• [Exercise aim]
Format every row below as a Markdown table with two columns, Index for the row number and Text for the row itself. Leave out any blank lines.

• [Extracted records]
--------------------------------------------------

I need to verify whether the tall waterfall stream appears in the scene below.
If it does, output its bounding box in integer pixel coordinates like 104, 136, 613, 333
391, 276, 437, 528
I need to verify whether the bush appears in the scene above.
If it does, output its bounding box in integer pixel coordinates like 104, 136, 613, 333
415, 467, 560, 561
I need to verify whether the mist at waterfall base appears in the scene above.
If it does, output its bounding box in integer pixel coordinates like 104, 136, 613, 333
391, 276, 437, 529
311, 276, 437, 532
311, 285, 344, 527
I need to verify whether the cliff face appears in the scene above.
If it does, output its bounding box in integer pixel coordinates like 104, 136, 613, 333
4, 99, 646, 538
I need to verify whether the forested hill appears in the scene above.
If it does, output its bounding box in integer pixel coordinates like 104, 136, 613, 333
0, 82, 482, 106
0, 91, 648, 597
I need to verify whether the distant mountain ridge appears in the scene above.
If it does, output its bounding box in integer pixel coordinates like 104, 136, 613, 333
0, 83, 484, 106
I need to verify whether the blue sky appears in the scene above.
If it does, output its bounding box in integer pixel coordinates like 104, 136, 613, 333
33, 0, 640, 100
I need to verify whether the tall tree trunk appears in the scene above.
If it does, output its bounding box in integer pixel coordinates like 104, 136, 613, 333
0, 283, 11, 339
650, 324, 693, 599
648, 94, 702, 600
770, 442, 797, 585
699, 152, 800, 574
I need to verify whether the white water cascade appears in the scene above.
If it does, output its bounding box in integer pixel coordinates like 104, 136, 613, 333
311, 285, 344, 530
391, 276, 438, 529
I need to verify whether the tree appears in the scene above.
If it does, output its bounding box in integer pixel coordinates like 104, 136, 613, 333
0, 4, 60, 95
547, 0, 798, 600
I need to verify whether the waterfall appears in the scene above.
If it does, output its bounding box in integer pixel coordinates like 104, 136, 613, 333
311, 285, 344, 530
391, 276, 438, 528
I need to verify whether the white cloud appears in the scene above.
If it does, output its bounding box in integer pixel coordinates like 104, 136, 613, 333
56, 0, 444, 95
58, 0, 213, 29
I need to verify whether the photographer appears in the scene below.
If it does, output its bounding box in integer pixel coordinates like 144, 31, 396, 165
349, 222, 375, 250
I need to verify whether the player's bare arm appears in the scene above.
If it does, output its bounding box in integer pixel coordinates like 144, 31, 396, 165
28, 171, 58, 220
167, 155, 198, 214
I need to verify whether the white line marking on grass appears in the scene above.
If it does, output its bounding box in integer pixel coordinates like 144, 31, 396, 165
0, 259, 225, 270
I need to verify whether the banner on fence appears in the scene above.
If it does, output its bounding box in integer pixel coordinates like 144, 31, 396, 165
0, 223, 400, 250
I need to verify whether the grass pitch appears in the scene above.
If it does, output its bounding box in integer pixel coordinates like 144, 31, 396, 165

--------------------------------------------------

• [Exercise solution]
| Index | Text |
|---|---|
| 1 | I need to verify whether the tall waterfall stream appears in the scene below. |
| 2 | If it does, output its bounding box in integer pixel coordinates like 104, 136, 613, 333 |
| 3 | 391, 276, 437, 528 |
| 4 | I need to verify whether the bush appears in the scene above. |
| 5 | If it does, output its bounding box in integer pixel coordinates like 104, 136, 613, 333 |
| 6 | 415, 467, 560, 561 |
| 7 | I need to verify whether the mist at waterfall base appears in the scene above. |
| 8 | If it does, output its bounding box in integer pixel coordinates like 104, 136, 613, 333 |
| 9 | 391, 276, 437, 529 |
| 10 | 311, 276, 437, 532 |
| 11 | 311, 285, 344, 527 |
| 12 | I need to verify whether the cliff face appears in the scene above. |
| 13 | If it does, output its bounding box in integer pixel coordinates like 104, 136, 613, 333 |
| 14 | 4, 99, 646, 538 |
| 15 | I need to verify whether the forested hill appears in the scene above. |
| 16 | If it does, output its bounding box in integer pixel coordinates like 104, 136, 613, 333 |
| 17 | 0, 82, 482, 106 |
| 18 | 0, 91, 648, 597 |
| 19 | I need to verify whether the distant mountain ridge appears in the scene above. |
| 20 | If it does, output its bounding box in integer pixel coordinates like 104, 136, 613, 333 |
| 21 | 0, 83, 484, 106 |
| 22 | I need to verify whether the blue sky appears in the scene above. |
| 23 | If it does, output its bounding box in integer pixel coordinates like 104, 136, 613, 333 |
| 24 | 33, 0, 640, 100 |
| 25 | I need to verify whether the tall tree trunk appears in the scene above. |
| 26 | If it does, output its bounding box in integer pixel coordinates like 104, 136, 613, 333 |
| 27 | 0, 283, 11, 339 |
| 28 | 650, 324, 693, 599 |
| 29 | 648, 94, 702, 600 |
| 30 | 770, 442, 797, 585 |
| 31 | 699, 152, 800, 574 |
| 32 | I need to verify whether the white water cascade appears in the scene above. |
| 33 | If it does, output its bounding box in integer pixel coordinates like 104, 136, 613, 333 |
| 34 | 311, 285, 344, 530 |
| 35 | 391, 276, 438, 529 |
| 36 | I need to verify whether the tree appears in the scene above. |
| 37 | If it does, output its bounding box in integer pixel coordinates like 104, 136, 613, 333 |
| 38 | 0, 4, 60, 95 |
| 39 | 547, 0, 798, 600 |
| 40 | I need to verify whether the waterfall appears in the scene above. |
| 41 | If it does, output its bounding box in integer pixel coordinates like 104, 136, 613, 333 |
| 42 | 311, 285, 344, 530 |
| 43 | 391, 276, 438, 528 |
| 44 | I need to verify whether the white cloud appears in the scene above. |
| 45 | If it does, output its bounding box in integer pixel coordinates like 104, 136, 613, 333 |
| 46 | 56, 0, 444, 95 |
| 47 | 58, 0, 213, 29 |
| 48 | I need to verify whether the photographer appears in the scene below. |
| 49 | If it does, output its bounding box in integer pixel coordinates like 144, 31, 396, 165 |
| 50 | 349, 222, 375, 250 |
| 51 | I need to verify whether the player's bare arm appears in the scene above. |
| 52 | If it does, output its bounding box in integer pixel coordinates like 144, 31, 396, 165 |
| 53 | 28, 171, 58, 220 |
| 54 | 167, 155, 198, 214 |
| 55 | I need to verify whether the white line marking on grass appears in the scene above. |
| 56 | If it does, output its bounding box in integer pixel coordinates like 144, 31, 396, 165 |
| 57 | 0, 259, 225, 270 |
| 58 | I need to verify whether the banner on fence appears in the scene above. |
| 59 | If it does, output its bounding box in integer pixel coordinates like 144, 31, 396, 165 |
| 60 | 0, 223, 400, 250 |
| 61 | I need to verify whether the grass pitch appears in the scene above. |
| 62 | If it does, output its bounding box in integer pixel coordinates like 144, 31, 396, 165 |